— Texte de la page —
France | France, Cour de cassation, Chambre criminelle, 02 décembre 2009, 09-80568


LA COUR DE CASSATION, CHAMBRE CRIMINELLE, a rendu l'arrêt suivant :
Statuant sur le pourvoi formé par :

- X... Alain,

contre l'arrêt de la cour d'appel d'ANGERS, chambre correctionnelle, en date du 9 décembre 2008, qui, pour fraude fiscale et omission d'écritures en comptabilité, l'a condamné à un an d'emprisonnement avec sursis, 25 000 euros d'amende, a ordonné la publication et l'affichage de la décision, et a prononcé sur les demandes de l'administration des impôts, partie civile ;

Vu les mémoires produits, en demande et en défense ;
Sur le premier

moyen de cassation, pris de la violation des articles 485, 512 et 592 du code de proc...

— Liste des tâches —
1. Résumez en deux phrases l'arrêt de la Cour de cassation.
2. Recopiez un passage de l'arrêt de la Cour de cassation en commençant aux mots « France | France, Cour » et en vous arrêtant après les mots « code de proc... ».

— Matériel fourni —

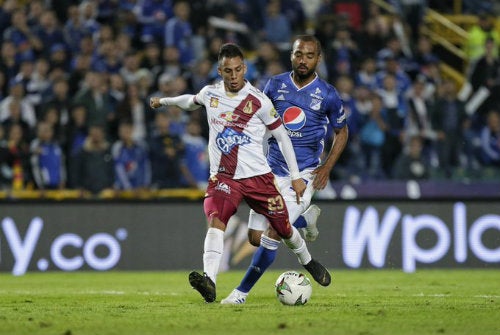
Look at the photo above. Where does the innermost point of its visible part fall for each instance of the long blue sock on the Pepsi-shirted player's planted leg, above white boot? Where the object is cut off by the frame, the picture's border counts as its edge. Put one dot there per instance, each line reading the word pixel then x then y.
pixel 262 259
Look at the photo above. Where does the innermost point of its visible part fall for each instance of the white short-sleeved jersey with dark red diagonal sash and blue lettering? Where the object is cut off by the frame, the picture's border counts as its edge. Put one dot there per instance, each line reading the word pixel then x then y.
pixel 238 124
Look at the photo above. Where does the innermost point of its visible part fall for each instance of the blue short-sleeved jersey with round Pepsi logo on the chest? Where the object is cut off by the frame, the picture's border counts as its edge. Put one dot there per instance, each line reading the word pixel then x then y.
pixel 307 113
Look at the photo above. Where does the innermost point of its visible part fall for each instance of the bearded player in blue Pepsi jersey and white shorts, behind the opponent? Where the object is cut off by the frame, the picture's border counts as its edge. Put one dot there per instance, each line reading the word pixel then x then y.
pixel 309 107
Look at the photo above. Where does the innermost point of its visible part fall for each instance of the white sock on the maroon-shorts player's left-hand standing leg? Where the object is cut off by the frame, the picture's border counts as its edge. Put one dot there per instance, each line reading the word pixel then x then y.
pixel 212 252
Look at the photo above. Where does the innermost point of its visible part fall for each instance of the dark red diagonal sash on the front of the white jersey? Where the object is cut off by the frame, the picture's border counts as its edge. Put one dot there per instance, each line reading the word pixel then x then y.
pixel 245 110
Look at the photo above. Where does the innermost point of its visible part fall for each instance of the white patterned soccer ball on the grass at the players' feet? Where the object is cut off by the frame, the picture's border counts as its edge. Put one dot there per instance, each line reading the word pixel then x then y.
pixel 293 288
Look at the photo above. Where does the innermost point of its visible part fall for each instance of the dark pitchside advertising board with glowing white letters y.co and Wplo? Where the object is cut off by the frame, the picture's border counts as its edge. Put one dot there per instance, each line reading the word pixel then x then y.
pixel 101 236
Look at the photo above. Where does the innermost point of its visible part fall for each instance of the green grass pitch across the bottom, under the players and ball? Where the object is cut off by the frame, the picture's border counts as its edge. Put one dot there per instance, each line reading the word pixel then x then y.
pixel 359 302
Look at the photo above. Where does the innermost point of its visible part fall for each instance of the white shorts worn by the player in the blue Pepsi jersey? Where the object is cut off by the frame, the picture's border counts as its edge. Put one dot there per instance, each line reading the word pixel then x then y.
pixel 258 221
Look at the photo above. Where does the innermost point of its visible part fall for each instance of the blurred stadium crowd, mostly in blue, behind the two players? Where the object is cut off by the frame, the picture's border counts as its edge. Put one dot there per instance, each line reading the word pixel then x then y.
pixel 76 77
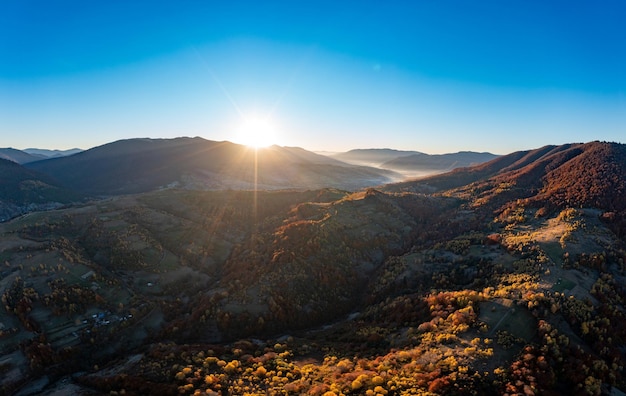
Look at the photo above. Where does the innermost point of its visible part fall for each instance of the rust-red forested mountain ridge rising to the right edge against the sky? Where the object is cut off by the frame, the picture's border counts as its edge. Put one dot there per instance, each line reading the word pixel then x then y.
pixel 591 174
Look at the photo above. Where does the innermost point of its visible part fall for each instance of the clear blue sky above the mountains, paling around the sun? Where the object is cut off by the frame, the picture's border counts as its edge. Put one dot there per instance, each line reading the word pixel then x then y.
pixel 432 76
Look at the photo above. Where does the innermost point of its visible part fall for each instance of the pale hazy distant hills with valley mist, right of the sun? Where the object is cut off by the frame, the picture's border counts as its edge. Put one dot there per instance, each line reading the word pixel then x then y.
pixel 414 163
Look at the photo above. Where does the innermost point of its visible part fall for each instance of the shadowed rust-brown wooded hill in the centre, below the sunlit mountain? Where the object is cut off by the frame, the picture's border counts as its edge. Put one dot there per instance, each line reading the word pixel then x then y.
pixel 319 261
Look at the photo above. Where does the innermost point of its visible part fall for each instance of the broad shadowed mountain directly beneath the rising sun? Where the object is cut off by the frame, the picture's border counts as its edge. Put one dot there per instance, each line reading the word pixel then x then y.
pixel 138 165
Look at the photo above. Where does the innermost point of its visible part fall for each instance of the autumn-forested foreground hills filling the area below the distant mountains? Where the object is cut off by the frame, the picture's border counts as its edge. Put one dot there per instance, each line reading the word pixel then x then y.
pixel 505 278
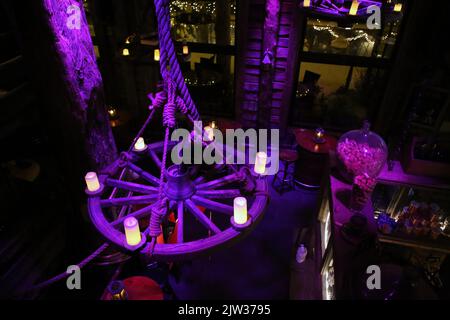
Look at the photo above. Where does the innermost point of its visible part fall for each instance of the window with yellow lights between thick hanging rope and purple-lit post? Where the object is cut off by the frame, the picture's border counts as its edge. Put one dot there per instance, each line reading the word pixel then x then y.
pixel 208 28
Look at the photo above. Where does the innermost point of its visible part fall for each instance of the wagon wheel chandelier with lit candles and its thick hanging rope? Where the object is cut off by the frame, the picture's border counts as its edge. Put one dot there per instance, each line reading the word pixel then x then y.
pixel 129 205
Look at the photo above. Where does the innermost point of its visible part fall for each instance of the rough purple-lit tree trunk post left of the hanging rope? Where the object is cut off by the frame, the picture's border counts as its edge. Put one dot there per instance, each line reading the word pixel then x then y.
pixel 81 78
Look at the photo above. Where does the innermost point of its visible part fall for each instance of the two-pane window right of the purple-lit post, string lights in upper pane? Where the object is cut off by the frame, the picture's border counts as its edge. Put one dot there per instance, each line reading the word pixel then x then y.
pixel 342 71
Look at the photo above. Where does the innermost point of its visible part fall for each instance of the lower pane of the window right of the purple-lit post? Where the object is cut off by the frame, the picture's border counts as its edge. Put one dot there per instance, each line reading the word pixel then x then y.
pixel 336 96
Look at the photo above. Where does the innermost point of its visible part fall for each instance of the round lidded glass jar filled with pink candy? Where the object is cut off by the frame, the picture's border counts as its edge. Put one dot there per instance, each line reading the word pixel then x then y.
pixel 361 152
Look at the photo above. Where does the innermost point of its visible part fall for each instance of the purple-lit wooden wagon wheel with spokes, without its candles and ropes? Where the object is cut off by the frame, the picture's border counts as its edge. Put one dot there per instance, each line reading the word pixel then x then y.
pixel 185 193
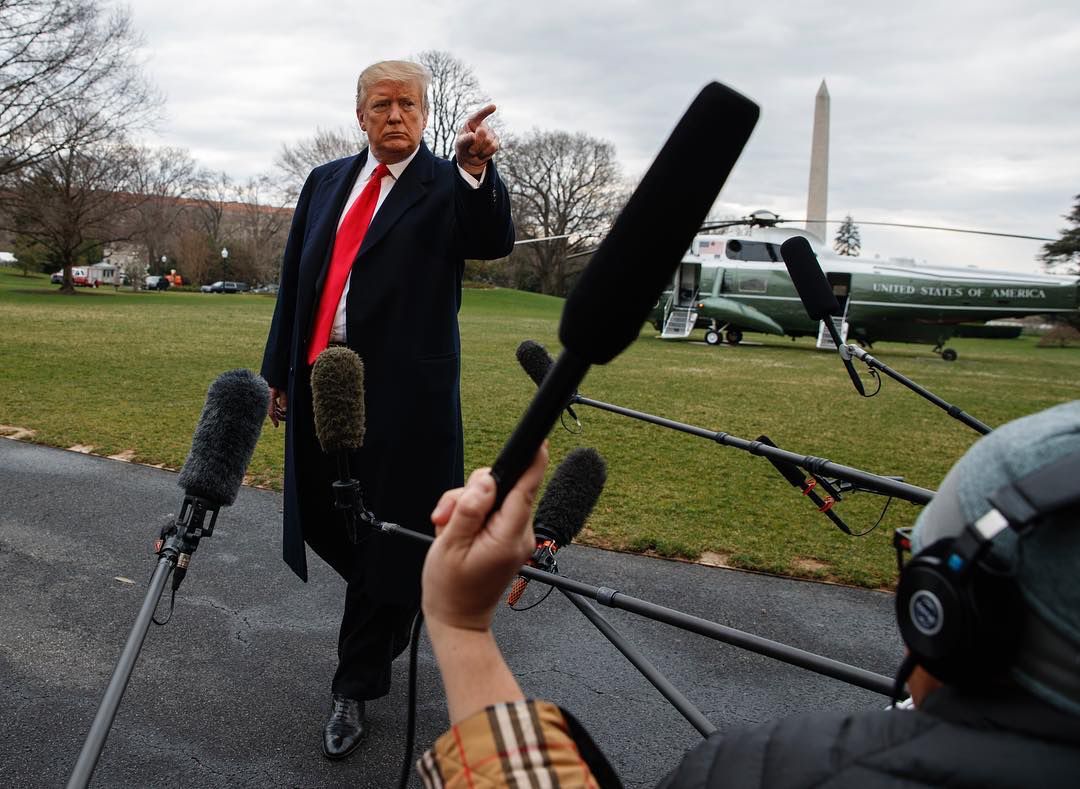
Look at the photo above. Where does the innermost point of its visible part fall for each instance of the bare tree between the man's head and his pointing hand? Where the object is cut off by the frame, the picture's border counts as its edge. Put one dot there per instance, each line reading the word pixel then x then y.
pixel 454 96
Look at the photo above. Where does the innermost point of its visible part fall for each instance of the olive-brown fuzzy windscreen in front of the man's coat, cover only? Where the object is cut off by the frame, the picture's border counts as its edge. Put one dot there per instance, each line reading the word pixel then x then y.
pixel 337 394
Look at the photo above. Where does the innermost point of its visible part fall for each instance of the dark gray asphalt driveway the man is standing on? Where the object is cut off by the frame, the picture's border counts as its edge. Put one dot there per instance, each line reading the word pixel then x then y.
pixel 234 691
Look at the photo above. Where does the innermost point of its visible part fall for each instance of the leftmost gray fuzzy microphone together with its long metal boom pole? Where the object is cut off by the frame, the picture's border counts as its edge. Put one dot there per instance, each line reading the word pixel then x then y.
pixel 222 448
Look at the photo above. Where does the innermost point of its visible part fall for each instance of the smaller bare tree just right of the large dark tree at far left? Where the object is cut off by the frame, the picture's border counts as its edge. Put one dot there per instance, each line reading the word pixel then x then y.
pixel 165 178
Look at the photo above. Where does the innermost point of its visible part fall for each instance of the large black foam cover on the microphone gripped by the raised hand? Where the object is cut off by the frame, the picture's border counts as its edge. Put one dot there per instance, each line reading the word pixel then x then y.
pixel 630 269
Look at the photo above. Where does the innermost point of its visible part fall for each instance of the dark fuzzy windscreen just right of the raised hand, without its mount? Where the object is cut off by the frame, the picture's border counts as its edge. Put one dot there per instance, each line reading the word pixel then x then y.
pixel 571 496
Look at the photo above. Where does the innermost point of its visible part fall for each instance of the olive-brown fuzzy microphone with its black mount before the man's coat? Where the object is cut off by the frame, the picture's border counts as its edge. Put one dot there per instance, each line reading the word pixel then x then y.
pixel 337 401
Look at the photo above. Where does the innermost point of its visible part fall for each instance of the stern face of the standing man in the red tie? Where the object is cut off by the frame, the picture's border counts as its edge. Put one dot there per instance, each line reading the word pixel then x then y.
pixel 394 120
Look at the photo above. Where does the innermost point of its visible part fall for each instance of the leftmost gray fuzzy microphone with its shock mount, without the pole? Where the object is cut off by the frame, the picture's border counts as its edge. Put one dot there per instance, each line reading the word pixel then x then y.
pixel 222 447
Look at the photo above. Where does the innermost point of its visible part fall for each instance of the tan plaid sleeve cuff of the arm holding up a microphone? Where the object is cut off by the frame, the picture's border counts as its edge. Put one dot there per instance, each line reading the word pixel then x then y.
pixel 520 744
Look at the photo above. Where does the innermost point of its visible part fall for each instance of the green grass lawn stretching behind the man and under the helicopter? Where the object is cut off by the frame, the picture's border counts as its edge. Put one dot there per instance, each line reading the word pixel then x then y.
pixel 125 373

— Réponses aux tâches —
1. Le 2 décembre 2009, la chambre criminelle de la Cour de cassation statue sur le pourvoi formé par Alain X... contre un arrêt de la cour d'appel d'Angers du 9 décembre 2008. Cet arrêt l'avait condamné pour fraude fiscale et omission d'écritures en comptabilité à un an d'emprisonnement avec sursis et à 25 000 euros d'amende, avait ordonné la publication et l'affichage de la décision et avait statué sur les demandes de l'administration des impôts, partie civile.

2.
France | France, Cour de cassation, Chambre criminelle, 02 décembre 2009, 09-80568


LA COUR DE CASSATION, CHAMBRE CRIMINELLE, a rendu l'arrêt suivant :
Statuant sur le pourvoi formé par :

- X... Alain,

contre l'arrêt de la cour d'appel d'ANGERS, chambre correctionnelle, en date du 9 décembre 2008, qui, pour fraude fiscale et omission d'écritures en comptabilité, l'a condamné à un an d'emprisonnement avec sursis, 25 000 euros d'amende, a ordonné la publication et l'affichage de la décision, et a prononcé sur les demandes de l'administration des impôts, partie civile ;

Vu les mémoires produits, en demande et en défense ;
Sur le premier

moyen de cassation, pris de la violation des articles 485, 512 et 592 du code de proc...